***** Extract *****

Extended Data Fig. 1 Detailed description of MedSegDB.

It consists of 5 anatomical subtrees, including the body parts of the head and neck, torso, skeleton, blood vessel, and skin, covering 39 major organs and tissues, and 111 segmentation tasks. MedSegDB incorporates 10 medical imaging modalities including the computed tomography (CT), magnetic resonance imaging (MRI), X-ray, colonoscopy, dermoscopy, CT angiography (CTA), cone beam CT (CBCT), ultrasound (US), fundus, and endoscopy.

Extended Data Fig. 2 Detailed data processing for development and evaluation of MedSegDB.

a. Flow chart describing the datasets collected for the development and evaluation of ID and OOD sets. b. Details of the real-world datasets.

Extended Data Fig. 3 Detailed performance of MedSegX and other competitors on tasks related to 5 body parts in ID test set.

Comparison of 5 models on tasks in the parts of the a. head and neck (n = 67,746), b. torso (n = 205,066), c. skeleton (n = 45,981) d. blood vessel (n = 8,121), and e. skin (n = 818). P-values are calculated with two-sided t-test. Bar graphs indicate the mean ± 95% CI. The dashed horizontal line represents the Dice score achieved by MedSegX.

Extended Data Fig. 4 Generalization performance evaluation of MedSegX and other competitors on 18 cross-site tasks with different proportions of OOD fine-tuning data (n = 5,801).

a. 15% fine-tuning data. b. 25% fine-tuning data. c. 50% fine-tuning data. d.100% fine-tuning data. Tasks consist of tooth (X-ray), gallbladder (CT), left kidney (CT), right kidney (CT), left lung (CT), right lung (CT), liver (CT), pancreas (CT), stomach (CT), optic cup (Fundus), optic disc (Fundus), left atrium (MRI), prostate (MRI), right ventricle (MRI), left ventricle (MRI), spleen (MRI), left lung (X-ray), and right lung (X-ray) segmentation. In all box plots, each box shows the quartiles of the distribution, with center as the median, minimum as the first quartile, and maximum as the third quartile. The whiskers extend to the farthest data point that lies within 2× interquartile range (IQR) from the nearest quartile.

***** Data listing *****

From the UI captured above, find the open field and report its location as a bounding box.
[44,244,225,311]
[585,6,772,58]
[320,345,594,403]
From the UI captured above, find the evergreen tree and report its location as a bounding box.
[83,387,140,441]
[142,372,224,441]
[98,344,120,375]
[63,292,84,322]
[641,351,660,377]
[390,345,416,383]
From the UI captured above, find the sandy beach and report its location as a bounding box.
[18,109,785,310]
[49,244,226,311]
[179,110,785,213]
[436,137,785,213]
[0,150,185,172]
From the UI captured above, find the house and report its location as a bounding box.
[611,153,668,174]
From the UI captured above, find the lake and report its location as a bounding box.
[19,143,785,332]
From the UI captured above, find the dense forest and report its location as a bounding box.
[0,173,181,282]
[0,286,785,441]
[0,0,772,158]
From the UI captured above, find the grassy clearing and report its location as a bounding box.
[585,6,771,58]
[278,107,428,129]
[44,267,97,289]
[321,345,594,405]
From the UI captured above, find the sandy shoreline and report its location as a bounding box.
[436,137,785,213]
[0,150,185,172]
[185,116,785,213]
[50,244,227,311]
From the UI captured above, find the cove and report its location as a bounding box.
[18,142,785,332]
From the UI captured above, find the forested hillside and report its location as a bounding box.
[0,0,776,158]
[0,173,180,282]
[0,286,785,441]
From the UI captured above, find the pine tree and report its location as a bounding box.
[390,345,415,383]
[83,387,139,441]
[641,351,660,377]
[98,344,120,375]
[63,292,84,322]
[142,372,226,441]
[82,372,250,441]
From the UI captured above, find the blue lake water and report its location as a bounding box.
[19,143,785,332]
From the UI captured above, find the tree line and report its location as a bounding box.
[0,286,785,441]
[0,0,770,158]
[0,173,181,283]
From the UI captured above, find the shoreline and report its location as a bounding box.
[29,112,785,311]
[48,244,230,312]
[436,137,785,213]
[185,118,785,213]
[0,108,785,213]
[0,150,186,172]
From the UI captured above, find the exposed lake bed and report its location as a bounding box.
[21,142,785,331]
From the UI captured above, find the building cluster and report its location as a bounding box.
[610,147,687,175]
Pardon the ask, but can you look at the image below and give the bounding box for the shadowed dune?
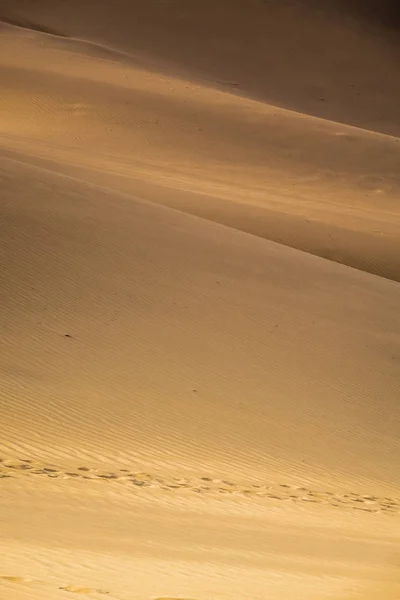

*****

Exercise A:
Answer these questions about the MedSegDB figure captions, one answer per line:
(i) How many medical imaging modalities does MedSegDB incorporate?
(ii) Which test is used to calculate the P-values in Extended Data Fig. 3?
(iii) In the box plots of Extended Data Fig. 4, how far do the whiskers extend?
Exercise B:
Resume the MedSegDB figure captions after their final sentence by writing the next caption in the same style.

Expected output A:
(i) 10
(ii) A two-sided t-test
(iii) To the farthest data point that lies within 2× interquartile range (IQR) from the nearest quartile

Expected output B:
Extended Data Fig. 5 Data-efficient performance evaluation of MedSegX and SAM-Med2D on 18 cross-site tasks.

95% CI intervals are shown by the shaded area.

Extended Data Fig. 6 Generalization performance evaluation of MedSegX and competitors on seven cross-target tasks with different proportions of OOD fine-tuning data (n = 4,095).

a. 15% fine-tuning data. b. 25% fine-tuning data. c. 50% fine-tuning data. d.100% fine-tuning data. Tasks consist of the colon tumor (CT), kidney tumor (CT), liver tumor (CT), lung tumor (CT), pancreas tumor (CT), prostate tumor (MRI), and vestibular schwannoma segmentation (MRI). In all box plots, each box shows the quartiles of the distribution, with center as the median, minimum as the first quartile, and maximum as the third quartile. The whiskers extend to the farthest data point that lies within 2× interquartile range (IQR) from the nearest quartile.

Extended Data Fig. 7 Data-efficient performance evaluation of MedSegX and MedSAM on 7 unseen categories of body tumors.

95% CI intervals are shown by the shaded area.

Extended Data Fig. 8 The models’ average performance under real-world setting (n = 950).

a. Average zero-shot performance evaluation of 6 models on 5 real-world datasets. b. Average fine-tuning performance evaluation of 6 models on 5 real-world datasets. P-values are calculated with two-sided t-test. Bar graphs indicate the mean ± 95% CI. The dashed horizontal line represents the Dice score achieved by MedSegX.

Extended Data Fig. 9 Visualization of 8 segmentation examples in OOD test sets.

T1: Left Ventricular Myocardium, T2: Teeth, T3: Colon Tumor, T4: Kidney Tumor, T5: Liver Tumor, T6: Lung Tumor, T7: Pancreas Tumor, T8: Prostate Tumor.

Extended Data Fig. 10 Visualization analysis for the ablation experiments.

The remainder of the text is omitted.